Send for the Saint
- First edition
- Author: Peter Bloxsom, based upon stories by John Kruse and Donald James, and characters by Leslie Charteris
- Language: English
- Series: The Saint
- Genre: Mystery, Novellas
- Publisher: Hodder & Stoughton
- Publication date: 1977
- Publication place: United Kingdom
- Media type: Print (Hardback & Paperback)
- Preceded by: The Saint and the Hapsburg Necklace
- Followed by: The Saint in Trouble

= Send for the Saint =

1977 novella collection by Peter Bloxsom

Send for the Saint is a collection of two mystery novellas by Peter Bloxsom, based upon stories by John Kruse and Donald James written for the 1962-1969 television series The Saint and continuing the adventures of the sleuth Simon Templar, created by Leslie Charteris. As per the custom of the time, Charteris received front-cover author credit while Bloxsom was credited inside; Charteris served in an editorial capacity.

◆ **Given exercise**
Extend the article on the novella collection Send for the Saint, picking up right after its final sentence.

◆ **Stored records**

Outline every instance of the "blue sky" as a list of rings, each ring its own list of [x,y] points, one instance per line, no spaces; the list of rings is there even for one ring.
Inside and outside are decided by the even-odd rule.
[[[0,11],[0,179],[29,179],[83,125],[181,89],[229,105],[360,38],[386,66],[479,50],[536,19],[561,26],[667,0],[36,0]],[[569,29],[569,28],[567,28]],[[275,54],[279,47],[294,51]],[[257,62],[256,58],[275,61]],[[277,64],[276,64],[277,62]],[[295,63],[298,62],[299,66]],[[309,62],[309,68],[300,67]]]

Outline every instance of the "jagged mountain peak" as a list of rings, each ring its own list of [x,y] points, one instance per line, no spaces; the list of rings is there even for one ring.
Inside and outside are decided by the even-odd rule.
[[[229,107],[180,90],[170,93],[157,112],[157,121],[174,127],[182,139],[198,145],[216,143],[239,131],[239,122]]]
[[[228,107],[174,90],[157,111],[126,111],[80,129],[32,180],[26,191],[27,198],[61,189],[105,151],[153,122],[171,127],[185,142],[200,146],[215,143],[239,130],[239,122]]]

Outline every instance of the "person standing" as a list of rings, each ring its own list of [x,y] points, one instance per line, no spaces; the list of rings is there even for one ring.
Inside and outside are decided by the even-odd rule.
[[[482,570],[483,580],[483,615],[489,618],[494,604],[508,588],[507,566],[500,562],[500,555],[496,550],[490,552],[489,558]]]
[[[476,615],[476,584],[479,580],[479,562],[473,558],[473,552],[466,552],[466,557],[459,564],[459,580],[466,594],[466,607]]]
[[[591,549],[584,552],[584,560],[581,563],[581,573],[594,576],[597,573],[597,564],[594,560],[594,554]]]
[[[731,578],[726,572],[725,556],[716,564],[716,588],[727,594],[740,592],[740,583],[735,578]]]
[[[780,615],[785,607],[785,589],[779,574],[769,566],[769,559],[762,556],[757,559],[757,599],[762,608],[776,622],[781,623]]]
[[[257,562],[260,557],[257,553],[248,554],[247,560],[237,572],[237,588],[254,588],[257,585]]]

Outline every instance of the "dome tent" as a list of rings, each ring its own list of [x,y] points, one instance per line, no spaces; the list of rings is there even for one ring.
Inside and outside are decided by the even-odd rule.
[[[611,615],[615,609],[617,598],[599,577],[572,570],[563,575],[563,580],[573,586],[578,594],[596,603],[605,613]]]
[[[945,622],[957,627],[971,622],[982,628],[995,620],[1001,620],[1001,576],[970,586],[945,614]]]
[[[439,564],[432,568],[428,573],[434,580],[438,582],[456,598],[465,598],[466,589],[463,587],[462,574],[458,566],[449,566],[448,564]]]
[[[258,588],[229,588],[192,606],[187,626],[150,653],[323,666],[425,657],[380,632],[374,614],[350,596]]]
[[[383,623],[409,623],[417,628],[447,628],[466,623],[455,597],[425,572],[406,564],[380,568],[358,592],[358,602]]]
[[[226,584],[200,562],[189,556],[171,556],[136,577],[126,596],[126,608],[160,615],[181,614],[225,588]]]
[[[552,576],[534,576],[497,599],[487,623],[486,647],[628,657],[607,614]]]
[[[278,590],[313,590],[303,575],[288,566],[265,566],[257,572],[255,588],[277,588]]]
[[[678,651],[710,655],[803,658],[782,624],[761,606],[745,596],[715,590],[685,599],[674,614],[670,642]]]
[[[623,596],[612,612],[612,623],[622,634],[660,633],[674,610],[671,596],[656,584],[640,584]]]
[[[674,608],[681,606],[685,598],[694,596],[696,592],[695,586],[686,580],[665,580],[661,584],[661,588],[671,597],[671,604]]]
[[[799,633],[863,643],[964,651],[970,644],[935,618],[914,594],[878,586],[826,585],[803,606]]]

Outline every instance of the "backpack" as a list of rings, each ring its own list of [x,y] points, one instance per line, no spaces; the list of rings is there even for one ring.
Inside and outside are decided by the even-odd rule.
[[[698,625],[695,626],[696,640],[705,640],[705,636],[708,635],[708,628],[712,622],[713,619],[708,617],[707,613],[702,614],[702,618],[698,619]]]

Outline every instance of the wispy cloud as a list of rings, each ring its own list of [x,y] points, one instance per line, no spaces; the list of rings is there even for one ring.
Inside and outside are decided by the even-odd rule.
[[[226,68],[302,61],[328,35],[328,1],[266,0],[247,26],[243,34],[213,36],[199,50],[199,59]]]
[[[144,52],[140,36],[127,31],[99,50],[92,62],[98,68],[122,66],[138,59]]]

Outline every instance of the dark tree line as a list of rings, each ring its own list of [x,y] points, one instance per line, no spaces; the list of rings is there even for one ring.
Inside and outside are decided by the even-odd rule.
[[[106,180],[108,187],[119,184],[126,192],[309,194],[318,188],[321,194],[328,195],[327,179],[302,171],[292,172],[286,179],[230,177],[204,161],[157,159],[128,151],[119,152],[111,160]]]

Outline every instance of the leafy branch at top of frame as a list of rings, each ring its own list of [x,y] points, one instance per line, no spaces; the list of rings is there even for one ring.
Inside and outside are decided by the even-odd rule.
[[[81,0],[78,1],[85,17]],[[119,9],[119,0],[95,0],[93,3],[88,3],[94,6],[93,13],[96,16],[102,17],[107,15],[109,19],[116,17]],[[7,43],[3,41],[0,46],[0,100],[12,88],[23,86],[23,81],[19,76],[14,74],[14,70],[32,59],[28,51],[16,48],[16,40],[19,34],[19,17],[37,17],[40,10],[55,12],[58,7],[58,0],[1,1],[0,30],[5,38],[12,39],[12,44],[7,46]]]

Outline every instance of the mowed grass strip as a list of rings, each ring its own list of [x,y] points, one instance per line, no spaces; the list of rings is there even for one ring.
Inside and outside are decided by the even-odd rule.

◆ **Solved exercise**
This book was first published in the United Kingdom in 1977 by Hodder and Stoughton, followed by an American edition by The Crime Club in 1978.

The titles of the stories were changed from the original TV episodes.

==Stories==
The book consists of the following stories:

1. The Midas Double (story by John Kruse) (based on "The Double Take")
2. The Pawn Gamble (story by Donald James) (based on "The Organisation Man")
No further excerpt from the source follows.